Named object pointing entries:
--------

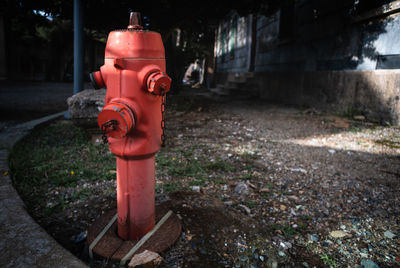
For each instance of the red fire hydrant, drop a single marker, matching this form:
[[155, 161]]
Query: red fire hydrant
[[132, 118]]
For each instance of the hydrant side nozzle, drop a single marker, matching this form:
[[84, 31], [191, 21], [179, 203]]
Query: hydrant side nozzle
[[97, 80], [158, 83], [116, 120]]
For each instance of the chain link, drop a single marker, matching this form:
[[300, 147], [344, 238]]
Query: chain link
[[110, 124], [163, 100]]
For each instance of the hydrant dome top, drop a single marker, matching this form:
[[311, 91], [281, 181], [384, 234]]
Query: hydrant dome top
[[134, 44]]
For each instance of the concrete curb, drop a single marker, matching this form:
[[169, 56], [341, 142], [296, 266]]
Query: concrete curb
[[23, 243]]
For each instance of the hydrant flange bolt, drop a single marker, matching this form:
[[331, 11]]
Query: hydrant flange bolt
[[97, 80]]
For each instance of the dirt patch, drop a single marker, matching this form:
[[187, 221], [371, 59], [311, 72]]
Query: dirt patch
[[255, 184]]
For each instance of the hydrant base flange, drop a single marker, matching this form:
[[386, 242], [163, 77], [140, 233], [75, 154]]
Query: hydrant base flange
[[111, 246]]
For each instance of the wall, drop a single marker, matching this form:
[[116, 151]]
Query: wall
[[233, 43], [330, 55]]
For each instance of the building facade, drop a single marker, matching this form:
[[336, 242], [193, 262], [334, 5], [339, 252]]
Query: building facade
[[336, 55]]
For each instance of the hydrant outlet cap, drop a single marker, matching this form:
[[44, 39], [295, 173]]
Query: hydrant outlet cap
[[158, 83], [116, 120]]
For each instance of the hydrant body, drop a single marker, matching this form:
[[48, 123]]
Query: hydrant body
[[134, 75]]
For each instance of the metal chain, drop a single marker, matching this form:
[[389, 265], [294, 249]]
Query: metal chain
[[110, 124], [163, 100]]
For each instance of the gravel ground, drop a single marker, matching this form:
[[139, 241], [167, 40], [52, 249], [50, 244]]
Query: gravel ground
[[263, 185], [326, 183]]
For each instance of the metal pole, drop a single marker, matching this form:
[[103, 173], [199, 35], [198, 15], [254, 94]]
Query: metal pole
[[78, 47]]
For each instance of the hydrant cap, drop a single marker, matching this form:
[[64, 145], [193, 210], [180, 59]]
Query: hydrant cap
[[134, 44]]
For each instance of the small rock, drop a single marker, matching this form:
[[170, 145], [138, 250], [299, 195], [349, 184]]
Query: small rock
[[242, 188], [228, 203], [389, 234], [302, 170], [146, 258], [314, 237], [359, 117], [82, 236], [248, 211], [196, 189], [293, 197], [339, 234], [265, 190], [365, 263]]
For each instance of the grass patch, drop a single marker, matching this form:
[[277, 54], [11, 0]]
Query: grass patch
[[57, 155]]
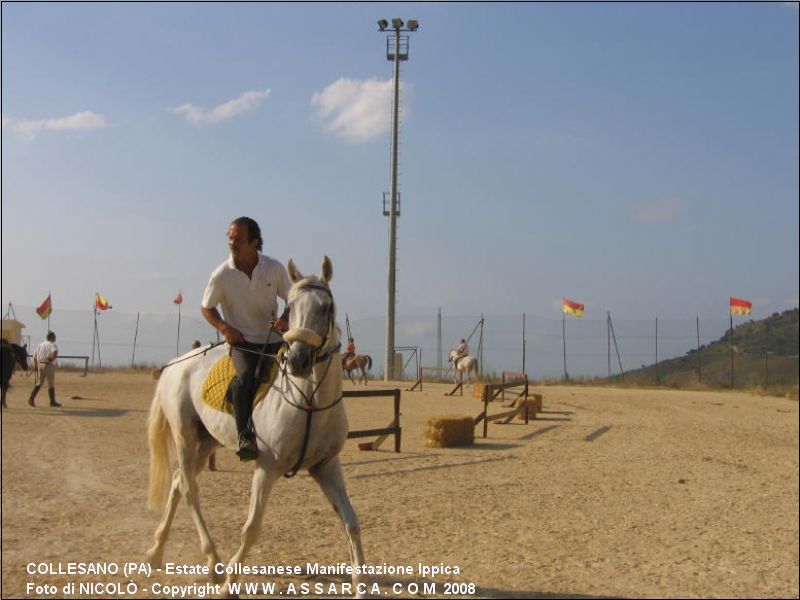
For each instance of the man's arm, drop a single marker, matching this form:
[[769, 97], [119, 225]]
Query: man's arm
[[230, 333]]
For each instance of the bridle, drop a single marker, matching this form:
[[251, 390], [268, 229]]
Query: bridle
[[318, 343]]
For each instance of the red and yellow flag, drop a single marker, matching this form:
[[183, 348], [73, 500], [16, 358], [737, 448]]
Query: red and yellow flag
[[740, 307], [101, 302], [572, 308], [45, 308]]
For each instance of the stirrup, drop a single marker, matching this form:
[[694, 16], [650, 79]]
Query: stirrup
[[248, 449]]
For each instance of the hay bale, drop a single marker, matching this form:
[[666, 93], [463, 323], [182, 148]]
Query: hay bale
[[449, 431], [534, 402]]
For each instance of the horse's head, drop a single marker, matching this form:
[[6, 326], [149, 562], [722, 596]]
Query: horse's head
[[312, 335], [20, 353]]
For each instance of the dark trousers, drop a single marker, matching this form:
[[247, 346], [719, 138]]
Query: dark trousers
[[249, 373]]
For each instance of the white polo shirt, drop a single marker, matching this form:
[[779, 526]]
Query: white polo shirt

--------

● Aim: Copy every line of the data word for word, omitting the images.

● Final answer:
For each instance of the red fire hydrant, drop a single marker, matching this form:
[[155, 161]]
Query: red fire hydrant
[[132, 118]]
For each instance of the hydrant side nozzle, drop a single marker, matching this form:
[[84, 31], [191, 21], [179, 203]]
Query: hydrant side nozzle
[[97, 80], [158, 83], [116, 120]]
For each instance of the chain link, drop a single marker, matching this form:
[[300, 147], [344, 238]]
Query: chain link
[[110, 124], [163, 100]]
For each instance of the hydrant dome top, drop a single marker, matching this form:
[[311, 91], [281, 181], [384, 234]]
Query: hydrant dome top
[[134, 44]]
For each instance of the concrete curb, drop a single marker, matching this form:
[[169, 56], [341, 142], [296, 266]]
Query: concrete curb
[[23, 243]]
For each instance of the hydrant flange bolt, drop a single marker, matching this form:
[[331, 11]]
Query: hydrant flange bolt
[[97, 80]]
For each instance of the dirt patch, drop a single marker, matching this form:
[[187, 221], [371, 59], [311, 72]]
Query: dirt patch
[[255, 184]]
For each instance of the hydrant base flange, drop a single marker, matching this form:
[[386, 242], [163, 77], [140, 233], [75, 154]]
Query: hydrant base flange
[[111, 246]]
For each instance of the wall, drop a single marker, matching this form:
[[116, 151]]
Query: wall
[[233, 43], [330, 55]]
For each instance of the building facade, drop a single marker, matching this form:
[[336, 242], [193, 262], [334, 5], [339, 252]]
Query: building facade
[[336, 55]]
For each instance of the hydrant outlet cap, drop a single marker, matching this form:
[[44, 39], [295, 173]]
Query: hydrant outlet cap
[[158, 83], [116, 120]]
For each instance of the hydrant body, drop a single marker, matching this form:
[[48, 123]]
Query: hydrant body
[[134, 75]]
For each instance of the metal chain, drop a single marker, matching this form:
[[389, 265], [294, 249]]
Query: metal chain
[[110, 124], [163, 100]]
For each instance of the gravel ground, drop a single marker, matching this form:
[[139, 241], [167, 40], [52, 249], [50, 244]]
Query: gravel ground
[[263, 185], [326, 183]]
For each instance of the metal pole, drop a single marker, matching this form:
[[103, 173], [199, 35], [198, 15], [254, 94]]
Query: metal pole
[[78, 47]]
For each instance of the hydrant cap, drop a single marker, matching this form:
[[64, 145], [193, 210], [180, 59]]
Query: hydrant cap
[[134, 44]]
For each instance of the small rock, drop a single marker, matching this form:
[[170, 145], [138, 250], [299, 195], [349, 184]]
Query: small rock
[[242, 188], [228, 203], [389, 234], [302, 170], [146, 258], [314, 237], [359, 117], [82, 236], [248, 211], [196, 189], [293, 197], [339, 234], [265, 190], [365, 263]]
For each instance of the grass patch, drop a single marker, matching this form:
[[277, 54], [11, 0]]
Query: grass patch
[[57, 155]]
For each instance of the man's arm, drop a single marker, matching this form:
[[769, 97], [119, 225]]
Query: man's arm
[[230, 333]]
For each instance of the bridle, drop a single marker, matching this form:
[[251, 390], [268, 229]]
Query: bridle
[[318, 343]]
For each instance of the red and yellow flag, drop a single marker, matching this form:
[[183, 348], [73, 500], [16, 358], [737, 448]]
Query: red and yellow flag
[[740, 307], [101, 302], [572, 308], [45, 308]]
For each instance of the stirrup, drop a single marker, matching this form:
[[694, 16], [650, 79]]
Query: stirrup
[[248, 449]]
For each instance of the hay bale, drop a single marker, matching this form:
[[666, 93], [463, 323], [182, 148]]
Query: hay bale
[[449, 431], [534, 402]]
For each instance of the horse's head, drop a single marker, matching this form:
[[6, 326], [149, 562], [722, 596]]
Query: horse's head
[[312, 335], [20, 353]]
For each instance of the dark trousers, drop a single marker, matching this form:
[[247, 346], [719, 138]]
Query: dark trousers
[[249, 373]]
For each instance of the white polo shirt, drop a single marker, matching this form:
[[779, 526]]
Query: white polo shirt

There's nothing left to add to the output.